Task description – Using the graphics card review, explain in one to three sentences why the GTX 1660 Ti tested was a PNY version.

Source –
PNY GeForce GTX 1660 Ti Review
The PNY GTX 1660 Ti offers unrivalled value for Full HD gaming. If you’re not interested in ray tracing or 4K, this is the graphics card to go for.
- Fantastic value Full HD performance
- Intelligent shading improves efficiency for modern games
- Small enough for mini-ITX cases
- Limited overclocking potential
- Review Price: £259.99
- Turing architecture
- 1536 CUDA Cores
- 1500MHz base clock speeds
- 1770MHz boosted clock speeds
- 6GB GDDR6 VRAM
What is the PNY GTX 1660 Ti?
The PNY GTX 1660 Ti is a new a mid-range graphics card capable of running all the latest video games in Full HD at a budget price. With no Founders Edition models being released for the GTX 1660 Ti, I’ve got my hands on a third-party version by PNY instead.
Despite having GTX affixed to its name, the 1660 Ti doesn’t use the Pascal architecture found in Nvidia’s 10-Series cards such as the GTX 1060 or GTX 1070. Instead, the GTX 1660 Ti uses Nvidia’s new Turing architecture known as “TU116”.
There’s no fancy features here like what you’d find with RTX graphics cards like ray tracing cores or Tensor processors – but Nvidia says that ray tracing will actually be coming to the 1660 Ti and other cards, by way of a driver that’s due to arrive in April.
The absence of any Tensor AI cores means that there definetly won’t be any support for DLSS, though.
In the meantime, the GTX 1660 Ti sees Nvidia strike a perfect balance between performance, power and cost. Nvidia hasn’t just crammed the card with more powerful components though. There are some fancy tricks at work behind the scenes here, with new Turing shader innovations contributing towards a more efficient performance.
Nvidia claims this new-found efficiency results in such a performance boost that the GTX 1660 Ti boasts speeds 1.5 times faster than the GTX 1060 6GB. If true, GTX 1660 Ti may well be the best graphics card option for budget buyers with a Full HD setup.
Related: Best Graphics Cards 2019
PNY GTX 1660 Ti – Specs and technology
The table below shows how the spec sheet of the GTX 1660 Ti, and how it compares to the GTX 1060 6GB, the GTX 1070 and RTX 2060. I chose these Nvidia cards because they sit the closest to the GTX 1660 Ti in terms of performance and specs. These are all mid-range options, so if you’re looking for a graphics card for your HD setup, these are the cards to consider.

Records provided –
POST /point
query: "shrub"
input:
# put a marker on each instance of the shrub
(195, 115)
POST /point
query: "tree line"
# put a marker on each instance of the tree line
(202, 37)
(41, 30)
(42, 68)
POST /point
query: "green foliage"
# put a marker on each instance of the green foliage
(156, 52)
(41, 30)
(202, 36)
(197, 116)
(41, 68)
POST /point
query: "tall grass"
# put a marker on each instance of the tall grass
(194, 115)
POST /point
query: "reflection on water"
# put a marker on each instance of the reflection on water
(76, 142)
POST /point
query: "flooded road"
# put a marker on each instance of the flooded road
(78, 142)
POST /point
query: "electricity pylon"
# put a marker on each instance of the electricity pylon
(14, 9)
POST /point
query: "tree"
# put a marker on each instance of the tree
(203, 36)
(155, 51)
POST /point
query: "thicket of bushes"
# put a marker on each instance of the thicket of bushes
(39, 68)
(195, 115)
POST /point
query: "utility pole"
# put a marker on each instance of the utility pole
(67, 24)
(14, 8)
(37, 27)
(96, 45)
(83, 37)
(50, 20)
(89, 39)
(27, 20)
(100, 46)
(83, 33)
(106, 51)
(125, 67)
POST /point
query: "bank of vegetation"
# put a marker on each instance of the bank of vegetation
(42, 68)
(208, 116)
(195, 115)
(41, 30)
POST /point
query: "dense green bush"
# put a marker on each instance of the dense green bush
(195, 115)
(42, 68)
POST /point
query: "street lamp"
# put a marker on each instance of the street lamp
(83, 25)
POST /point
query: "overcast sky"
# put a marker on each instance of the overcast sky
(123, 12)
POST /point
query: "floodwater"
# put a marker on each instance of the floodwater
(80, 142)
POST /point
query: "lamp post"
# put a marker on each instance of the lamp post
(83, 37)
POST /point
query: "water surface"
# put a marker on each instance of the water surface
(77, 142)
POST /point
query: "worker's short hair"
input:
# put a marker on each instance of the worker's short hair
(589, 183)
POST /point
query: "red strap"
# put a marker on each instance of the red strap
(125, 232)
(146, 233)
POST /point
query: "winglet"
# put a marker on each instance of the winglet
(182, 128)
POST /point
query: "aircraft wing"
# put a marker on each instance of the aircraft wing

* * *

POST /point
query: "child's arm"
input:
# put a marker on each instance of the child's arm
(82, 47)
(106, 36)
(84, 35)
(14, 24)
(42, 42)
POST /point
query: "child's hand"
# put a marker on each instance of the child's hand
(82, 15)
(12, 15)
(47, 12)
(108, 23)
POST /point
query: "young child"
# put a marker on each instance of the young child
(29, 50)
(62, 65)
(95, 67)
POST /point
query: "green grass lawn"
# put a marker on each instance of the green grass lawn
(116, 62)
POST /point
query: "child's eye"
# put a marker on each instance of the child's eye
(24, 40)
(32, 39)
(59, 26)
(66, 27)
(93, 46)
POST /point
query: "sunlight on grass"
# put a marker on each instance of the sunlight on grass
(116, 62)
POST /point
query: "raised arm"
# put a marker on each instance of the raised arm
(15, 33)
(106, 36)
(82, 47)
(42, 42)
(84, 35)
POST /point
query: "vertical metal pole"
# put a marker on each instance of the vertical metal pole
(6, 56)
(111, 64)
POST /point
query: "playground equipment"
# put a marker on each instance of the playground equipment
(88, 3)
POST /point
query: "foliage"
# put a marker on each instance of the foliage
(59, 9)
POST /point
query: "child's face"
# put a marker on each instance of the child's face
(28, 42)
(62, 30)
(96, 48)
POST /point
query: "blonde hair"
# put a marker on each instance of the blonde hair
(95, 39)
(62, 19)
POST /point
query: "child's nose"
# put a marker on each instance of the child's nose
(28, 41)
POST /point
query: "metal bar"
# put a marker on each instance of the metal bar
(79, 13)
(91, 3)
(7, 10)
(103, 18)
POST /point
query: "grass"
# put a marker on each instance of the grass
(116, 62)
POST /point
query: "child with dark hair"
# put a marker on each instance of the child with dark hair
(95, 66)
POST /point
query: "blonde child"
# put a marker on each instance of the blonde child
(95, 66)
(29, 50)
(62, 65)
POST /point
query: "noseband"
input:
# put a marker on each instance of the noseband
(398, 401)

...

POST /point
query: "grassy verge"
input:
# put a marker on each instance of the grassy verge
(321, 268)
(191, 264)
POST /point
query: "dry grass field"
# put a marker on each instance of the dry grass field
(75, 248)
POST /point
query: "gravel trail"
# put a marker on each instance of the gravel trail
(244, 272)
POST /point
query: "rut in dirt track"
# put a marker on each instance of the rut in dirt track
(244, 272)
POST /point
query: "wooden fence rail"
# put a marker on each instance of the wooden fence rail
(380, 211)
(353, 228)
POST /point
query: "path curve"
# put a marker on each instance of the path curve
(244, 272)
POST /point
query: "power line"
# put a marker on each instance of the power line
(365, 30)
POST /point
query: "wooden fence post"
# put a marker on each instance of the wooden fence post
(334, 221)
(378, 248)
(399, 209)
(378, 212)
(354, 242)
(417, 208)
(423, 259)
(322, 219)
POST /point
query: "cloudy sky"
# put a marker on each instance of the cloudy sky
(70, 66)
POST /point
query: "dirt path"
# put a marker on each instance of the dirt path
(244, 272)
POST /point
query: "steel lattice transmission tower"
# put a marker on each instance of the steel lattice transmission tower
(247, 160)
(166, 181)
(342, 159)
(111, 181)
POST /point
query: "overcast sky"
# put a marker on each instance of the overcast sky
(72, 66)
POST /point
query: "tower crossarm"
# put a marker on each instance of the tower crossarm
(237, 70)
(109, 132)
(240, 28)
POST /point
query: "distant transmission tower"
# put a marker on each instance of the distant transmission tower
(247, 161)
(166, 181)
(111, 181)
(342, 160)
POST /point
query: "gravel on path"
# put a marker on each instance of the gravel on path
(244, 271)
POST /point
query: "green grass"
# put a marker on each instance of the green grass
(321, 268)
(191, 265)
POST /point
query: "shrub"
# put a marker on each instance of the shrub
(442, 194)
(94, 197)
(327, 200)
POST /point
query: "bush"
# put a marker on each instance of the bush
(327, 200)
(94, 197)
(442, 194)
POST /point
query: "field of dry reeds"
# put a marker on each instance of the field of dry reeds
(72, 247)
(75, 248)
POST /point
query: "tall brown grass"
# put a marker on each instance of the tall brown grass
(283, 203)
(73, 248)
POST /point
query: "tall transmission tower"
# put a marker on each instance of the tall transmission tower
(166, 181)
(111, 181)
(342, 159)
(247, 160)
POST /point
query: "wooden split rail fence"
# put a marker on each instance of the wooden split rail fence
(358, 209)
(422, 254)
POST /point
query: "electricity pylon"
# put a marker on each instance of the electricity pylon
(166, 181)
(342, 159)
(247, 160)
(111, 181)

Correct answer – No Founders Edition models are being released for the GTX 1660 Ti, so the reviewer tested a third-party version made by PNY.